*Records from a point-labeling set*.
START

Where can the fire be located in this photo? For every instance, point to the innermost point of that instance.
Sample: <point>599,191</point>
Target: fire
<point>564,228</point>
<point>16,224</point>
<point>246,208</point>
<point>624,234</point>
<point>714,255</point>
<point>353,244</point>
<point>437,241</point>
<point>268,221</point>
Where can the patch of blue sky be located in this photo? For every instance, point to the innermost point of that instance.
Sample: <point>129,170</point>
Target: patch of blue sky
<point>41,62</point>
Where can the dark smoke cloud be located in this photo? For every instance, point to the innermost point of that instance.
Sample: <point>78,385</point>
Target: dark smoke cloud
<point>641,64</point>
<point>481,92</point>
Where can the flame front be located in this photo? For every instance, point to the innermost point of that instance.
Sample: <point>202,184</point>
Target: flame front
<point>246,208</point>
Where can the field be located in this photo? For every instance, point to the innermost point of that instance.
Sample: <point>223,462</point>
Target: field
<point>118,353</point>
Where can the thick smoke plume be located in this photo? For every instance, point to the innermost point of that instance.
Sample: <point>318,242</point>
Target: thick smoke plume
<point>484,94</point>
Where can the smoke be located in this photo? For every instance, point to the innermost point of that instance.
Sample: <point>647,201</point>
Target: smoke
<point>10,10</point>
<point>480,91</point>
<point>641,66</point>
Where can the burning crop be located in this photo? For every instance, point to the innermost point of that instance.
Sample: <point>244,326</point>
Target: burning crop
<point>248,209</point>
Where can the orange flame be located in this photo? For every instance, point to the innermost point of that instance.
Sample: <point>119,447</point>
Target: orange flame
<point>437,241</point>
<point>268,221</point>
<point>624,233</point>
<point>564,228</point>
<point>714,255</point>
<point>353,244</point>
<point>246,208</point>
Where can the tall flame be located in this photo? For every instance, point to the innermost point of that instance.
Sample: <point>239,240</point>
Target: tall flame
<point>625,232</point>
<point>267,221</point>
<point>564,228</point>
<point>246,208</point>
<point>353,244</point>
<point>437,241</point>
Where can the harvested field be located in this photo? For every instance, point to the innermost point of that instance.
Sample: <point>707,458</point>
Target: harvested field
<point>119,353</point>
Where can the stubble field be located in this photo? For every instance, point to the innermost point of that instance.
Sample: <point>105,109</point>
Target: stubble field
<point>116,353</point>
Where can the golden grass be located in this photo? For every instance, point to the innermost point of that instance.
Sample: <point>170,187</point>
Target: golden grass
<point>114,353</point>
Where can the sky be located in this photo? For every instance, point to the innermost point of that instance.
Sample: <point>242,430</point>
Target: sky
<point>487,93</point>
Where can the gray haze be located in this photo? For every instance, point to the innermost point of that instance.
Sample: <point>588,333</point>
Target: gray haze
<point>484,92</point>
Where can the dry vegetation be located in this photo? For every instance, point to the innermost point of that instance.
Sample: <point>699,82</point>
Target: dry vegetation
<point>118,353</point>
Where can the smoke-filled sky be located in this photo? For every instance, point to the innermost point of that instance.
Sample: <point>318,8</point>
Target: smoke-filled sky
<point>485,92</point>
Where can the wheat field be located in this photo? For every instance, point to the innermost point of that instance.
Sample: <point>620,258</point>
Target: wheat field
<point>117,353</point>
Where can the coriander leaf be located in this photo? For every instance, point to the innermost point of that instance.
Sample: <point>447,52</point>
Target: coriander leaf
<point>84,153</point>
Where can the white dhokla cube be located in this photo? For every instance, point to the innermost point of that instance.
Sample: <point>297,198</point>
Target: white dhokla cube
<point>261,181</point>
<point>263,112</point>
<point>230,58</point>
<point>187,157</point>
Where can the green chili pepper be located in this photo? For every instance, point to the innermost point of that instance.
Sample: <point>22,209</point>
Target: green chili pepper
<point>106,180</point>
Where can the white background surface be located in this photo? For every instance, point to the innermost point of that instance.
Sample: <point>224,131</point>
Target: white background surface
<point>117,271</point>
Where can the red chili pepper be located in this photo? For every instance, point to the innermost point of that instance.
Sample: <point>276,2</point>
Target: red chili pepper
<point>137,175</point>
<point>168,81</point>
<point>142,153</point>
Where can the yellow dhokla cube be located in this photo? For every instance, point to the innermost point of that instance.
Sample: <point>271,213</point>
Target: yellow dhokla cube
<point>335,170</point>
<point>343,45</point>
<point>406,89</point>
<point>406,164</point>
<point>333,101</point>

END

*Work instructions*. Retype every line of the items above without any change.

*Finished task*.
Where can the fire be located in this photo? For every instance, point to the innermost point of that instance.
Sample: <point>599,191</point>
Target: fire
<point>564,228</point>
<point>16,224</point>
<point>246,208</point>
<point>624,234</point>
<point>714,255</point>
<point>353,244</point>
<point>437,241</point>
<point>268,221</point>
Where can the patch of blue sky be located in this photo? For every instance, point to the innermost point of that instance.
Sample: <point>129,170</point>
Target: patch of blue sky
<point>41,62</point>
Where can the dark smoke cloud be located in this photo? For every instance, point to the innermost point of that instance.
Sample: <point>78,385</point>
Target: dark smoke cloud
<point>641,64</point>
<point>481,92</point>
Where can the flame front be located in this photo? For every instance, point to the innermost point of that instance.
Sample: <point>202,184</point>
Target: flame front
<point>246,208</point>
Where can the field be located in this photo? For every instance, point to the innermost point of that instance.
Sample: <point>223,462</point>
Target: field
<point>118,353</point>
Where can the thick smoke plume be located in this photo? For every instance, point to the innermost point of that instance.
Sample: <point>318,242</point>
Target: thick smoke plume
<point>484,94</point>
Where can the smoke be located in this photo? For every instance, point to the innermost point of that instance.
Sample: <point>647,201</point>
Target: smoke
<point>10,10</point>
<point>480,91</point>
<point>641,66</point>
Where can the burning crop be located in this photo? For every instance, point to the innermost point of that instance.
Sample: <point>244,326</point>
Target: burning crop
<point>248,209</point>
Where can the orange flame be located in this photo? For every instance, point to the innermost point of that instance.
Sample: <point>119,447</point>
Target: orange flame
<point>437,241</point>
<point>268,221</point>
<point>624,233</point>
<point>564,228</point>
<point>714,255</point>
<point>353,244</point>
<point>246,208</point>
Where can the tall flame be located in this photo? For every instance, point to the innermost point of that instance.
Sample: <point>239,240</point>
Target: tall flame
<point>625,232</point>
<point>267,221</point>
<point>564,228</point>
<point>246,208</point>
<point>353,244</point>
<point>437,241</point>
Where can the harvested field be located in this photo? For every instance, point to the innermost point of that instance.
Sample: <point>707,458</point>
Target: harvested field
<point>119,353</point>
Where can the stubble field be located in this photo? For every instance, point to the innermost point of that instance.
Sample: <point>105,109</point>
Target: stubble field
<point>116,353</point>
Where can the golden grass be located in this photo? For every instance, point to the innermost point of that instance.
Sample: <point>170,187</point>
Target: golden grass
<point>114,353</point>
Where can the sky be located in this photo? For every instance, point to the innermost point of that instance.
Sample: <point>242,430</point>
Target: sky
<point>487,93</point>
Where can the gray haze be located in this photo? For every instance, point to the innermost point of that instance.
Sample: <point>588,333</point>
Target: gray haze
<point>484,92</point>
Where can the dry vegetation be located in this photo? For every instance, point to the innermost point of that instance.
Sample: <point>699,82</point>
Target: dry vegetation
<point>118,353</point>
Where can the smoke-filled sky be located in this photo? For every instance, point to the innermost point of that instance.
Sample: <point>318,8</point>
Target: smoke-filled sky
<point>485,92</point>
Where can the wheat field be located in this photo? For every instance, point to the innermost point of that instance.
Sample: <point>620,258</point>
Target: wheat field
<point>117,353</point>
Where can the coriander leaf be located in this photo? For every instance, point to the innermost point of that instance.
Sample: <point>447,52</point>
Target: coriander leaf
<point>84,153</point>
Where can the white dhokla cube be located in this photo? For every instance, point to the innermost point of that instance.
Sample: <point>297,198</point>
Target: white dhokla cube
<point>261,181</point>
<point>263,112</point>
<point>230,58</point>
<point>187,157</point>
Where can the green chili pepper be located in this photo? For every instance, point to the innermost point of that instance.
Sample: <point>22,209</point>
Target: green chili pepper
<point>106,180</point>
Where can the white background surface be located in this photo? For every instance, point to the innermost point of that instance.
Sample: <point>224,131</point>
Target: white background surface
<point>117,271</point>
Where can the red chili pepper be located in this photo? For every instance, point to the innermost point of that instance.
Sample: <point>276,2</point>
Target: red chili pepper
<point>137,175</point>
<point>168,81</point>
<point>142,153</point>
Where can the yellow dhokla cube be located in this photo? For every instance, point to the innermost point of that instance.
Sample: <point>271,213</point>
Target: yellow dhokla cube
<point>335,170</point>
<point>343,45</point>
<point>406,89</point>
<point>406,164</point>
<point>333,101</point>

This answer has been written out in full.